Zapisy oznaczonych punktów
--------------------
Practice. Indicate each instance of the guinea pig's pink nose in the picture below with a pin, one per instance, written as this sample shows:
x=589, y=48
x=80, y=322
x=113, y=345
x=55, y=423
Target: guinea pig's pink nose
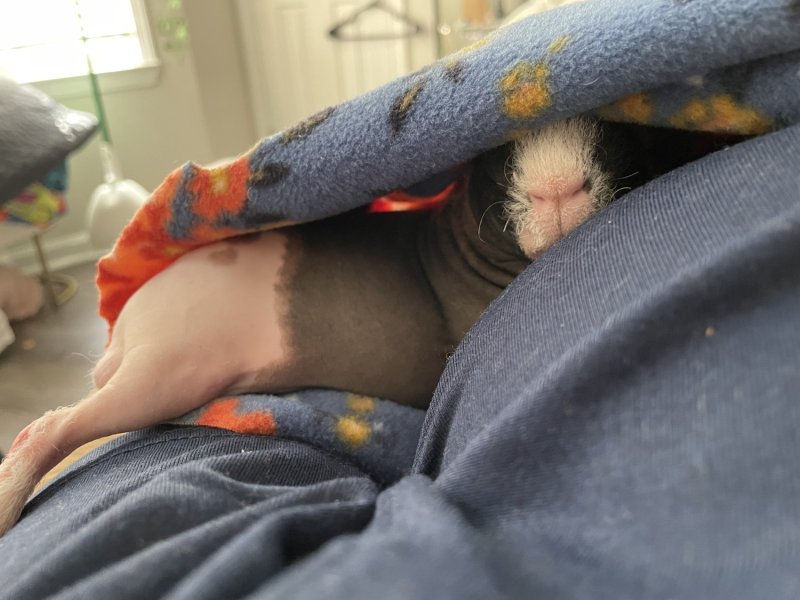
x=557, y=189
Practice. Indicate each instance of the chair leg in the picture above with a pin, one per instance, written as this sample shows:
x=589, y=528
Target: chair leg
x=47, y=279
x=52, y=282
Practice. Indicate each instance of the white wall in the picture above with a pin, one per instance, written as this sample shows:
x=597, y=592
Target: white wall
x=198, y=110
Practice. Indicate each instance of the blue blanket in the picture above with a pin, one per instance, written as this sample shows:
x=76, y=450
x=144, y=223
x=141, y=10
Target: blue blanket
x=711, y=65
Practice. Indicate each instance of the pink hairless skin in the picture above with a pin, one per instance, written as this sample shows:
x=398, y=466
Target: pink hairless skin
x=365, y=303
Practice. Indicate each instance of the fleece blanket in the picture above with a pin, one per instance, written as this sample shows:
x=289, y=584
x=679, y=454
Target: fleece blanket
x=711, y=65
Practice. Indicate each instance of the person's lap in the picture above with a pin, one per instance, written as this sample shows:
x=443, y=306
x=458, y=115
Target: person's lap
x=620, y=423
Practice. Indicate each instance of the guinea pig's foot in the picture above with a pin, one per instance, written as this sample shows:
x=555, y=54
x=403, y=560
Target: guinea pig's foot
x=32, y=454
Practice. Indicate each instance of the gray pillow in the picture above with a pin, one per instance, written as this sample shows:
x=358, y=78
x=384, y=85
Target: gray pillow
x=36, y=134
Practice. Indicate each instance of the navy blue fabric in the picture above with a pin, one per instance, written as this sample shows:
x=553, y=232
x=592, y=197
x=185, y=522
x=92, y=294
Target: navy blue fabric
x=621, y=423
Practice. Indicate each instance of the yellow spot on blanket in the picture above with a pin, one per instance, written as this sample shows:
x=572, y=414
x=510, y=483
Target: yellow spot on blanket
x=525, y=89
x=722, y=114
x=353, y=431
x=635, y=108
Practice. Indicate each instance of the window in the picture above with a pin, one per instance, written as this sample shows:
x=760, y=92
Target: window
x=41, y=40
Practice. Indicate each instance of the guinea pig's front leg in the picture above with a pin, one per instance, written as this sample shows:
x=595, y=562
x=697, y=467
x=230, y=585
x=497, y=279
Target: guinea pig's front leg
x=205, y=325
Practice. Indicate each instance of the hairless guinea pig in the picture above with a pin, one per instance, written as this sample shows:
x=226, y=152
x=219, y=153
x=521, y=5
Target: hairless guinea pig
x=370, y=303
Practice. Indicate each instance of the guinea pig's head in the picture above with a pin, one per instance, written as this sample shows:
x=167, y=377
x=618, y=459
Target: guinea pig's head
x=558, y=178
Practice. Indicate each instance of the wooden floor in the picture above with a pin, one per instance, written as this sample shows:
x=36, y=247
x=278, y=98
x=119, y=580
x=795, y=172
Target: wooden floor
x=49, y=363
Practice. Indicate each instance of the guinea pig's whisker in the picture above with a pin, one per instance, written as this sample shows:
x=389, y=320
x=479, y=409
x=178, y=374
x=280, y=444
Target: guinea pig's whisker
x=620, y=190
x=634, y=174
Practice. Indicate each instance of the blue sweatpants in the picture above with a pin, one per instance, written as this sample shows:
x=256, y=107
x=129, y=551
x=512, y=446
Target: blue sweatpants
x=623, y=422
--------------------
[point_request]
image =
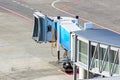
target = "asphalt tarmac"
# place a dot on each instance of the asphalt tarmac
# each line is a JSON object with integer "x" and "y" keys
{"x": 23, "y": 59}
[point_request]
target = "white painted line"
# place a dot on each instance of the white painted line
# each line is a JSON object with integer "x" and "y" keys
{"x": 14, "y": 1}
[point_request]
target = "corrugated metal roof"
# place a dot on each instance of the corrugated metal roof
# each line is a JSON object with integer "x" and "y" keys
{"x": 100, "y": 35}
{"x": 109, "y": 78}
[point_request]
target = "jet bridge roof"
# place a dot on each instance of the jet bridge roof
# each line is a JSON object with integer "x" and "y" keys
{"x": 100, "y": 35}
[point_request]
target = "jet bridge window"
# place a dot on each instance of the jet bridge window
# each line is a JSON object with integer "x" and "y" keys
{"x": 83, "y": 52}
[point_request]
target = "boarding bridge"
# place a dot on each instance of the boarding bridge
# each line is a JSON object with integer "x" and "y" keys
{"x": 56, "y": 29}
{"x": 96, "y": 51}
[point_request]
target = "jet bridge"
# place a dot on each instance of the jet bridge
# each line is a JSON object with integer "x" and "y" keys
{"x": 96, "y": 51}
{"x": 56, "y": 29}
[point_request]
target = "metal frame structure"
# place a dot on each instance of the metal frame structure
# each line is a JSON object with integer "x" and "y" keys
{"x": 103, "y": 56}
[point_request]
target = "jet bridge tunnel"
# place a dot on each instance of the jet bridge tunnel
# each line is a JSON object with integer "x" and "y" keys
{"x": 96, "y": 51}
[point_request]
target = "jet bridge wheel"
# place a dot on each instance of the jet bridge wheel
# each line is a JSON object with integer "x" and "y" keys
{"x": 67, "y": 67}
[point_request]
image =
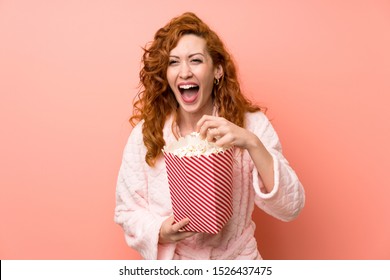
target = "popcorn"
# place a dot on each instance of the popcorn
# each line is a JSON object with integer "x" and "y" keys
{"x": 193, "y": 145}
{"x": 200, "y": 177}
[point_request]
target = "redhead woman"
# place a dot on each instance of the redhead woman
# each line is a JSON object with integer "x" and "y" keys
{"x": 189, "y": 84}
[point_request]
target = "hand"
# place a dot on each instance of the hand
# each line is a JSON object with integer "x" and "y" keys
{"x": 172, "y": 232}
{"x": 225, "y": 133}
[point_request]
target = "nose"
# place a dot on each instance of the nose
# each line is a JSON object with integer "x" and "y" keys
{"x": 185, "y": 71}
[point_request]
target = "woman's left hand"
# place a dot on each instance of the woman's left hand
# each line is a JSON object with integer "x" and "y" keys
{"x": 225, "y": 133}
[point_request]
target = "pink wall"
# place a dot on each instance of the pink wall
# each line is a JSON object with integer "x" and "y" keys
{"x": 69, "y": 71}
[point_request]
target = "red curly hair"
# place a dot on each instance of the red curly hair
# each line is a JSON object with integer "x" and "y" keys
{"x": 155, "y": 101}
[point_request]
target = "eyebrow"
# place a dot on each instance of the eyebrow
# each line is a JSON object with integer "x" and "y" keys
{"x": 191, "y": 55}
--------------------
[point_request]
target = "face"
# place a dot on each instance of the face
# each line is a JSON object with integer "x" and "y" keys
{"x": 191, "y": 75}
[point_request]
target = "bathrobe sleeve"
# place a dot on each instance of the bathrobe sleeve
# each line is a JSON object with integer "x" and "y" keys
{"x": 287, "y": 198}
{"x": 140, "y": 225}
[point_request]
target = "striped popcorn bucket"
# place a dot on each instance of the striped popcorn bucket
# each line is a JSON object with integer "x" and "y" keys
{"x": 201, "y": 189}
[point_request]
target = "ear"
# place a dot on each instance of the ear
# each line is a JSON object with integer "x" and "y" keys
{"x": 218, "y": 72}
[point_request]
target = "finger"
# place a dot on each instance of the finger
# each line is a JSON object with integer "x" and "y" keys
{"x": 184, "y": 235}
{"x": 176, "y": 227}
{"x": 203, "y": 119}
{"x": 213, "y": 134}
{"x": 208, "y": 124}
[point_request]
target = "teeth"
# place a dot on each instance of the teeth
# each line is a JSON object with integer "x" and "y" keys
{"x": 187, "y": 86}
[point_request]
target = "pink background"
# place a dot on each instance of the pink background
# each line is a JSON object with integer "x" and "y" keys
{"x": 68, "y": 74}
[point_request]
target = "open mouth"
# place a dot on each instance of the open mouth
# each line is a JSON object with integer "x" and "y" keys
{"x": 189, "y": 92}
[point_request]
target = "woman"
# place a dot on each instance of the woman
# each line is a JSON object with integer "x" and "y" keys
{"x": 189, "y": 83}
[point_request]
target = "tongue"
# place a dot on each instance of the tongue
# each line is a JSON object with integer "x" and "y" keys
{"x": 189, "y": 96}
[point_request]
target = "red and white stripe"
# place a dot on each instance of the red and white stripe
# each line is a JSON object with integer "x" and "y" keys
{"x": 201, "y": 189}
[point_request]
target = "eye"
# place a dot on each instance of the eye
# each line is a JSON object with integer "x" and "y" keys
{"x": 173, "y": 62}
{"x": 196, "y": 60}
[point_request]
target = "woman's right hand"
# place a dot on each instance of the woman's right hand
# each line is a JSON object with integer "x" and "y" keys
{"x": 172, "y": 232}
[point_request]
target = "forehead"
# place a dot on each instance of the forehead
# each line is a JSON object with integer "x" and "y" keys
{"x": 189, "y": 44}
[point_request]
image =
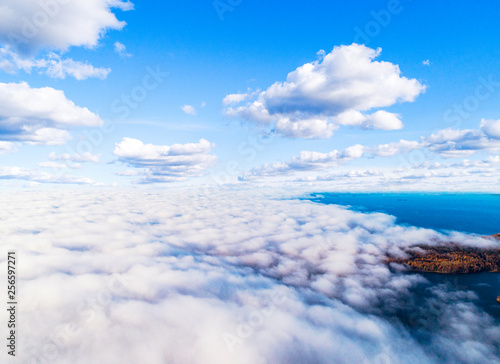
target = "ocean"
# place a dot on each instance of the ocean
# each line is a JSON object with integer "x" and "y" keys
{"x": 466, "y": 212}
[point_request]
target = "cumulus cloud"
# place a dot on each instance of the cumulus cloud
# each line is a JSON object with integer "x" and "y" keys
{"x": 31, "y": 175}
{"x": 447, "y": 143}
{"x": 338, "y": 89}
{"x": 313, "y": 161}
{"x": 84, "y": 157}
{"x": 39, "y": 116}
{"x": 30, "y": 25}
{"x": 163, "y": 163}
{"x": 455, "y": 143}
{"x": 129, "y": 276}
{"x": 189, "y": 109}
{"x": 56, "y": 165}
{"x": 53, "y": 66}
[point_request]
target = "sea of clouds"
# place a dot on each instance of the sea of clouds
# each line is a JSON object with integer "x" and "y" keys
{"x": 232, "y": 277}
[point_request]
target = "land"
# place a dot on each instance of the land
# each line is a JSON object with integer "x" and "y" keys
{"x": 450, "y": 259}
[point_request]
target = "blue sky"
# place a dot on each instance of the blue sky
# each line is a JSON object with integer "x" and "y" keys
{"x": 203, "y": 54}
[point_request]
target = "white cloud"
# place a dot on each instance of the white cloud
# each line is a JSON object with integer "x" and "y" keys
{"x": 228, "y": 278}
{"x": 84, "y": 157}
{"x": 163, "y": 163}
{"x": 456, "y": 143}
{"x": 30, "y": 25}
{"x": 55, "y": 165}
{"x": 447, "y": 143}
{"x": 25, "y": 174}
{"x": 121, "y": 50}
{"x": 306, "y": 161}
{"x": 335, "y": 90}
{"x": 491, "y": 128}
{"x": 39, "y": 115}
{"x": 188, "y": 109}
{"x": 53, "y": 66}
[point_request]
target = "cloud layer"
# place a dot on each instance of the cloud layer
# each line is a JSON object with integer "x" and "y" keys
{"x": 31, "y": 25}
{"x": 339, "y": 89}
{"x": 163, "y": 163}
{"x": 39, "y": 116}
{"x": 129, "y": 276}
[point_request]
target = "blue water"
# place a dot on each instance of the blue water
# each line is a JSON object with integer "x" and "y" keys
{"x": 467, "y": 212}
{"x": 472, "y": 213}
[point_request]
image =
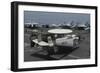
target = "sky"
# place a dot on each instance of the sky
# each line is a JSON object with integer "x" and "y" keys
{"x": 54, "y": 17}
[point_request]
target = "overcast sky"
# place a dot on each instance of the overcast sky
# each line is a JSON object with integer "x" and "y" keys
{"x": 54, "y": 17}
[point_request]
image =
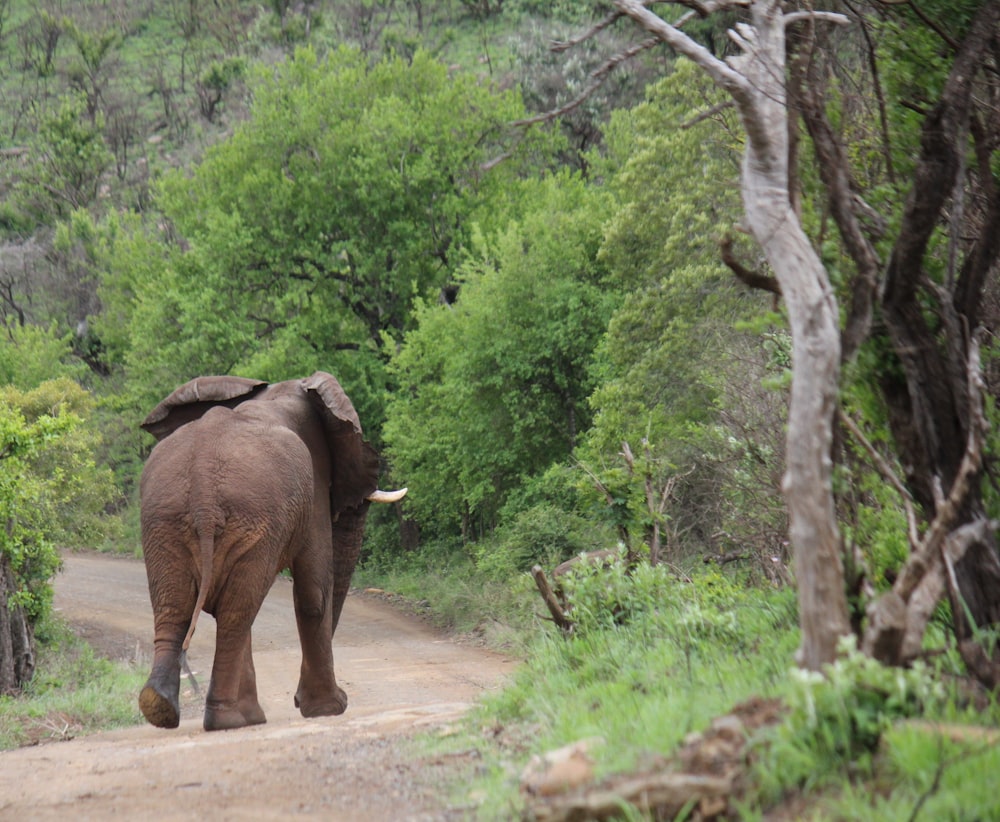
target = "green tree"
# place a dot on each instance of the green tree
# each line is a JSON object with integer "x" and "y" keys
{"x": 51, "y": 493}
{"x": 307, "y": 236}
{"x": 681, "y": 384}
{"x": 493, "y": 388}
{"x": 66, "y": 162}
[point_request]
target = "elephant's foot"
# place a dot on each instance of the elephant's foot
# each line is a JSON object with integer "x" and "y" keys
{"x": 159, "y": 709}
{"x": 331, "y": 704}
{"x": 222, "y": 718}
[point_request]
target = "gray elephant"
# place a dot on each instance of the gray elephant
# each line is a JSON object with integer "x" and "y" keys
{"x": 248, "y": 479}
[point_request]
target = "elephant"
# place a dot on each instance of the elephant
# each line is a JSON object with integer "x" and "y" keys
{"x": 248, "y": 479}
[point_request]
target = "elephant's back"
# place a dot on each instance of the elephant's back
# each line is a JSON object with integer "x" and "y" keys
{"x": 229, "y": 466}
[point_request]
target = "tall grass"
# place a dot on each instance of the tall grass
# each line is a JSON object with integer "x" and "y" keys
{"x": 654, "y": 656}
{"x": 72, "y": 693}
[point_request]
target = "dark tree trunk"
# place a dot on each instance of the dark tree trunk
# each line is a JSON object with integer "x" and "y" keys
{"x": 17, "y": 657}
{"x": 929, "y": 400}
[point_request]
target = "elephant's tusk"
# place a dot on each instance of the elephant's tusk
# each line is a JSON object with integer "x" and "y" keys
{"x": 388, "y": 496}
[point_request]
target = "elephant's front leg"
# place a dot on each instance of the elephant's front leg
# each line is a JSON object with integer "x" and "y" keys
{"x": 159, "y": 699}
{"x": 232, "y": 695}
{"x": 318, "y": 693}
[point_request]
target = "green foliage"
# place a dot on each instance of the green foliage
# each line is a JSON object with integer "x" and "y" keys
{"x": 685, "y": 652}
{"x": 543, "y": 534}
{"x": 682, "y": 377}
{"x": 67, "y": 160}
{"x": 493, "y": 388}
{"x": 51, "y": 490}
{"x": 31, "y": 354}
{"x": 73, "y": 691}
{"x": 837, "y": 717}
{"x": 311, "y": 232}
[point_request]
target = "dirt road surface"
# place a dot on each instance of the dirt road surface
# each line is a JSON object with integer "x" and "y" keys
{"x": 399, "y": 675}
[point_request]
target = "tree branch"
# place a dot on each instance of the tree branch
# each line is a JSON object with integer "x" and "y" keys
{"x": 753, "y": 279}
--------------------
▶ [TREŚĆ ZADANIA] Zwróć każdy wiersz materiału, w którym występuje słowo "skin". Wielkość liter ma znaczenie.

▶ [ROZWIĄZANIE ZADANIA]
Practice. Indicate each instance of the pink hairless skin in the picture above with a pin, one per instance, written as this sample shows:
Target: pink hairless skin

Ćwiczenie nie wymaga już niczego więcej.